BRAINERD, Minn. -- An automatically triggered 9 percent cut to the agriculture budget probably would be better than any deal the congressional supercommittee works out on reducing deficit, House Agriculture Committee ranking member Collin Peterso...

BRAINERD, Minn. -- An automatically triggered 9 percent cut to the agriculture budget probably would be better than any deal the congressional supercommittee works out on reducing deficit, House Agriculture Committee ranking member Collin Peterson, D-Minn., said Aug. 15 in a wide-ranging speech to the Minnesota Ag Leadership Conference, an event sponsored by Minnesota Corn, a growers' group.

Congress passed a debt ceiling-deficit reduction bill that requires a congressional supercommittee to come up with $1.5 trillion in cuts to the federal budget over 10 years by December or see automatic cuts of $1.2 trillion in military and domestic spending go into effect.

-------

Summarize the excerpt on the agriculture budget in two sentences. The items after the excerpt play no part in this work.

-------

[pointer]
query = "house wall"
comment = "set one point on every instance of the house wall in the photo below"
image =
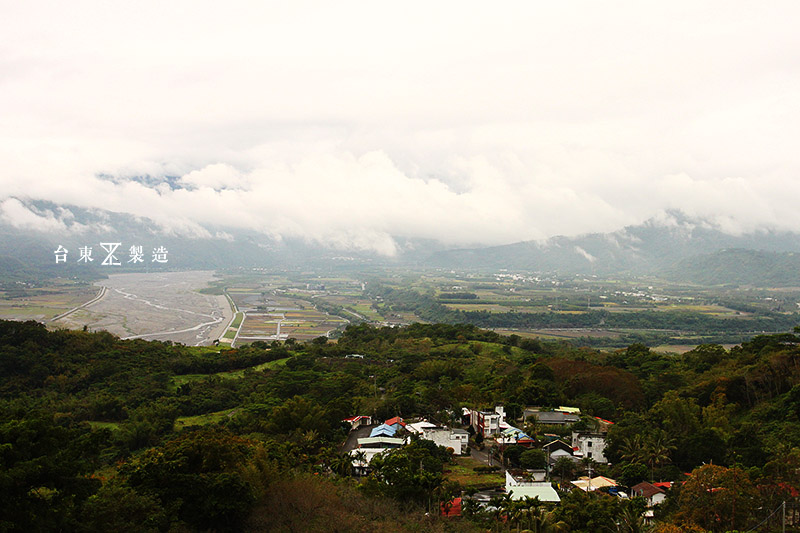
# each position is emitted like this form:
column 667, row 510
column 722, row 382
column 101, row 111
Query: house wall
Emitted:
column 591, row 445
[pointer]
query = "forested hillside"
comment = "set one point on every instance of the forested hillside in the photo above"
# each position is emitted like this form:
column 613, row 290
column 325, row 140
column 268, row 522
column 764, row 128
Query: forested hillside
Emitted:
column 99, row 434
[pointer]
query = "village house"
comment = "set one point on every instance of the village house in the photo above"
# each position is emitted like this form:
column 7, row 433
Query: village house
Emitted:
column 521, row 485
column 590, row 444
column 488, row 423
column 652, row 494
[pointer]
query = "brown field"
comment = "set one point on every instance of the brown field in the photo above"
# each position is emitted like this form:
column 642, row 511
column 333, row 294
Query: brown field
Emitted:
column 43, row 304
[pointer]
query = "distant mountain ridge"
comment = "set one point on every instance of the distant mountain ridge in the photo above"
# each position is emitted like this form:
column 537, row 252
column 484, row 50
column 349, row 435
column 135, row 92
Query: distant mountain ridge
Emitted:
column 655, row 247
column 673, row 246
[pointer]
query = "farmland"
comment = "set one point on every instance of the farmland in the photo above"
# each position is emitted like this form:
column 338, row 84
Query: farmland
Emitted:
column 248, row 305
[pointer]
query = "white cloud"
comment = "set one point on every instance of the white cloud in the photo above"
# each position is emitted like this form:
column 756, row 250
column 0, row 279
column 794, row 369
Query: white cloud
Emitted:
column 350, row 123
column 20, row 216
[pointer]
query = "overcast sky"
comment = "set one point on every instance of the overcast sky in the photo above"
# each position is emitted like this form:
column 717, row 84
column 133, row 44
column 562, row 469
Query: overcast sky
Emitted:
column 349, row 122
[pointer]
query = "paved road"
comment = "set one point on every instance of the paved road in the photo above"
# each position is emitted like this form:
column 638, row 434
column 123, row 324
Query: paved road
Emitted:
column 97, row 298
column 483, row 457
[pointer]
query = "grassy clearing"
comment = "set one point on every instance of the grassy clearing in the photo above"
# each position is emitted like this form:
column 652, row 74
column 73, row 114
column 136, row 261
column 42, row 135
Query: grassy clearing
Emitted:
column 113, row 426
column 463, row 472
column 233, row 374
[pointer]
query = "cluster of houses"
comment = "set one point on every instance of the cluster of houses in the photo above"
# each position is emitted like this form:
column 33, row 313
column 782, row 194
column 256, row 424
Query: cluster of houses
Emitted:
column 395, row 433
column 586, row 446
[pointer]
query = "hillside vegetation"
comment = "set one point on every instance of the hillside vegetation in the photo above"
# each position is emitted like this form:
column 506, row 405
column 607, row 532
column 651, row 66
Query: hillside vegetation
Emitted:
column 90, row 438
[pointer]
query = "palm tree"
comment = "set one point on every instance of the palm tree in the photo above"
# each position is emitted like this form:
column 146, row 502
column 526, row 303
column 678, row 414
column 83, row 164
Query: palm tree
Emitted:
column 545, row 522
column 657, row 451
column 632, row 449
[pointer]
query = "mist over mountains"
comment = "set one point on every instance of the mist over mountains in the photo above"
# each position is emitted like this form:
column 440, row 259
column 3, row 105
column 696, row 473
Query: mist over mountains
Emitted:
column 671, row 246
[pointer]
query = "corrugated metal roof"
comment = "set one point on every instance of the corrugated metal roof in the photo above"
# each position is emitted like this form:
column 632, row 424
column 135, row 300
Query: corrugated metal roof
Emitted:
column 544, row 491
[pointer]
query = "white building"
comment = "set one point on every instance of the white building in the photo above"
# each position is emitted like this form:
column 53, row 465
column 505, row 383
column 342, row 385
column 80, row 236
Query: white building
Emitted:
column 488, row 422
column 521, row 487
column 591, row 445
column 457, row 439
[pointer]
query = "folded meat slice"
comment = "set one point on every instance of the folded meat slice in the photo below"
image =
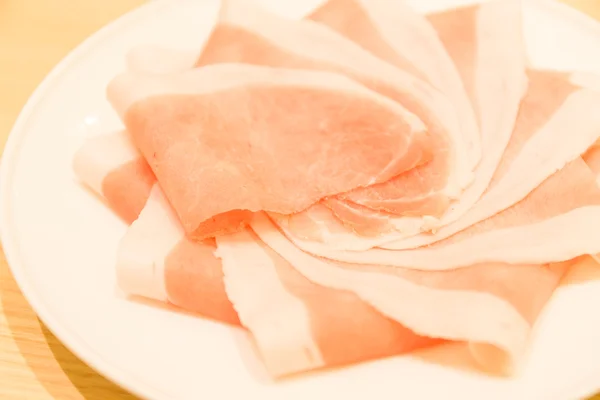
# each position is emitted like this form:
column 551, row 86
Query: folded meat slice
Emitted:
column 491, row 306
column 155, row 260
column 555, row 114
column 395, row 33
column 488, row 51
column 317, row 131
column 298, row 325
column 558, row 221
column 111, row 167
column 248, row 34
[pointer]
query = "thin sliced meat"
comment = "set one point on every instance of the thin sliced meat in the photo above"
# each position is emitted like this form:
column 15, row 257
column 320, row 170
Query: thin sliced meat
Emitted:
column 489, row 52
column 476, row 316
column 592, row 159
column 554, row 115
column 111, row 167
column 298, row 325
column 155, row 260
column 245, row 33
column 552, row 106
column 279, row 139
column 395, row 33
column 556, row 222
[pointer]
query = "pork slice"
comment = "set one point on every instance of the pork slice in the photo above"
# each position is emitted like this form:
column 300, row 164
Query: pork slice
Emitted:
column 298, row 325
column 555, row 114
column 111, row 166
column 317, row 131
column 155, row 260
column 395, row 33
column 489, row 52
column 556, row 222
column 460, row 306
column 246, row 33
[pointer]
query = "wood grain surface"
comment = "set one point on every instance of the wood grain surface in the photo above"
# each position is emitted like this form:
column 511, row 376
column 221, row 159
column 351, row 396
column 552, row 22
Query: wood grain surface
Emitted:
column 34, row 36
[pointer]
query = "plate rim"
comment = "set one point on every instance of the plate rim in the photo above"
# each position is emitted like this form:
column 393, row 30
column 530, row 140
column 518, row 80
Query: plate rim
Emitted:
column 18, row 132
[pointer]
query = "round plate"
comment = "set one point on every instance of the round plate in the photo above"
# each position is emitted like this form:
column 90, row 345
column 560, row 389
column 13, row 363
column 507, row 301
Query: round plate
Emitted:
column 60, row 242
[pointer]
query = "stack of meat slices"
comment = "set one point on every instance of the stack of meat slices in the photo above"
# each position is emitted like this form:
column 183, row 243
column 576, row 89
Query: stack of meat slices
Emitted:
column 357, row 184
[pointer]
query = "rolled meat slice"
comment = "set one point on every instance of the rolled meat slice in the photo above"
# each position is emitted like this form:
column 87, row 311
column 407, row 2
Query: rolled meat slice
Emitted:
column 395, row 33
column 294, row 128
column 490, row 306
column 156, row 260
column 111, row 166
column 534, row 231
column 246, row 33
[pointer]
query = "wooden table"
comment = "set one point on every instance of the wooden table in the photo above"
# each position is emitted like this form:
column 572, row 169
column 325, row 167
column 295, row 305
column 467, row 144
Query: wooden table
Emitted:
column 34, row 36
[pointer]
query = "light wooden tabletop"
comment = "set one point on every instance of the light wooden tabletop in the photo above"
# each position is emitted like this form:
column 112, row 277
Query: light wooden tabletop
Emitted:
column 34, row 36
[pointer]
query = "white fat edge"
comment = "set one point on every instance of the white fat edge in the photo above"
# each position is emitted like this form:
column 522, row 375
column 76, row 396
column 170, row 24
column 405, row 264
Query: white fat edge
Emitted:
column 417, row 41
column 555, row 239
column 573, row 116
column 101, row 154
column 147, row 243
column 154, row 59
column 278, row 320
column 469, row 316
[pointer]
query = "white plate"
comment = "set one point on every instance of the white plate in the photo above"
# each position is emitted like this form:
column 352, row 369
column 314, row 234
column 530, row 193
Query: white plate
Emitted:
column 60, row 243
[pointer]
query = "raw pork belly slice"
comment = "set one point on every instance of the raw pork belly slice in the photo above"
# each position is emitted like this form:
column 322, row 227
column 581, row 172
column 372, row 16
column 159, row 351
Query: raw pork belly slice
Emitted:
column 553, row 107
column 155, row 260
column 298, row 325
column 536, row 230
column 491, row 306
column 487, row 46
column 245, row 33
column 489, row 56
column 279, row 139
column 395, row 33
column 111, row 166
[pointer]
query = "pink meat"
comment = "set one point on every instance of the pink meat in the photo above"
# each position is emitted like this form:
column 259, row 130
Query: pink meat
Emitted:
column 486, row 45
column 111, row 167
column 317, row 327
column 156, row 260
column 332, row 133
column 264, row 39
column 553, row 105
column 492, row 305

-------

### SOLUTION TO THIS TASK:
On Aug. 15, in a speech to the Minnesota Ag Leadership Conference, House Agriculture Committee ranking member Collin Peterson, D-Minn., said an automatically triggered 9 percent cut to the agriculture budget would probably be better than any deficit deal the congressional supercommittee works out. Under a debt ceiling-deficit reduction bill passed by Congress, the supercommittee must come up with $1.5 trillion in federal budget cuts over 10 years by December, or automatic cuts of $1.2 trillion in military and domestic spending will go into effect.